## The tasks
[a] Answer these questions using the kinetic energy explanation:
(i) What symbol denotes the kinetic energy of mass $m_2$?
(ii) What connects mass $m_2$ to $m_1$?
(iii) What expression gives the vertical position of $m_2$ relative to the plane?
[b] Reproduce the kinetic energy explanation from "The formula $T_2" to "displacement is $r$).".
[c] Carry on the kinetic energy explanation from its last sentence.

** begin Excerpt to read **

❓What is the kinetic energy of mass moving vertically?

The formula $T_2 = \frac{1}{2}m_2 \dot{r}^2$ represents the kinetic energy ($T_2$) of mass $m_2$ which is moving vertically beneath the hole.

Here is the explanation of the expression:

1. General Kinetic Energy Formula: The basic formula for kinetic energy is $T = \frac{1}{2}m v^2$ Here, $m = m_2$.

2. Velocity of $m_2$ ($v_2$):

   • Mass $m_2$ is connected to $m_1$ by a thread of fixed total length, $L$.

   • If the length of the string on the horizontal plane is $r$, the vertical position of $m_2$ (relative to the plane) is $z_2 = L - r$ (or $r - L$ depending on the setup, but the magnitude of displacement is $r$).

** end Excerpt to read **
** begin Given entries **

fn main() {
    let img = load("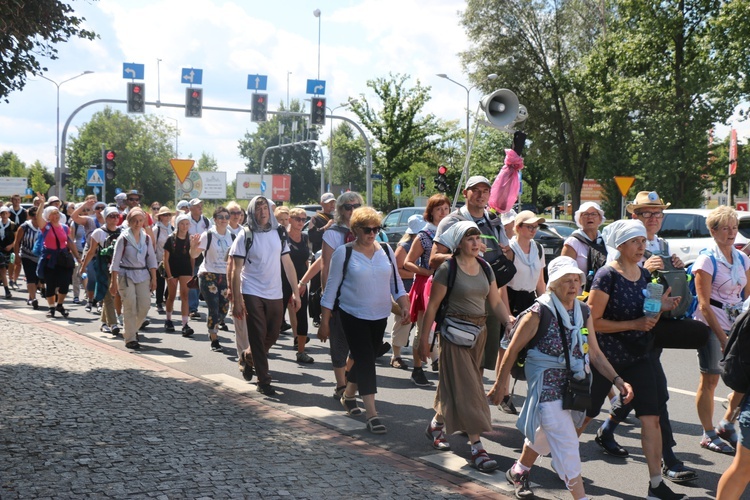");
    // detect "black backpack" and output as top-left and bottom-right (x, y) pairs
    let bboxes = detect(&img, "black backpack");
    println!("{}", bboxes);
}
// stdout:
(720, 311), (750, 393)
(571, 233), (607, 292)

** end Given entries **

## Answers by task
[a]
(i) $T_2$
(ii) A thread of fixed total length $L$
(iii) $z_2 = L - r$

[b]
The formula $T_2 = \frac{1}{2}m_2 \dot{r}^2$ represents the kinetic energy ($T_2$) of mass $m_2$ which is moving vertically beneath the hole.

Here is the explanation of the expression:

1. General Kinetic Energy Formula: The basic formula for kinetic energy is $T = \frac{1}{2}m v^2$ Here, $m = m_2$.

2. Velocity of $m_2$ ($v_2$):

   • Mass $m_2$ is connected to $m_1$ by a thread of fixed total length, $L$.

   • If the length of the string on the horizontal plane is $r$, the vertical position of $m_2$ (relative to the plane) is $z_2 = L - r$ (or $r - L$ depending on the setup, but the magnitude of displacement is $r$).

[c]
   • The velocity of $m_2$ is purely vertical, and since the total string length $L$ is constant, the speed of $m_2$ is entirely dependent on the rate of change of $r$:

     $v_2 = \dot{z}_2 = \frac{d}{dt}(r - L) = \dot{r}$

   • This means the velocity of $m_2$ is simply the radial velocity ($\dot{r}$) of $m_1$.

3. Final Expression: Substituting the velocity into the kinetic energy formula:

   $T_2 = \frac{1}{2}m_2 v_2^2 = \frac{1}{2}m_2 \dot{r}^2$

In summary, $m_2$ can only move up or down, and its speed is locked to the rate at which the string length $r$ changes on the horizontal plane. It has no angular motion ($\dot{\varphi}$) because it does not rotate about the $z$-axis.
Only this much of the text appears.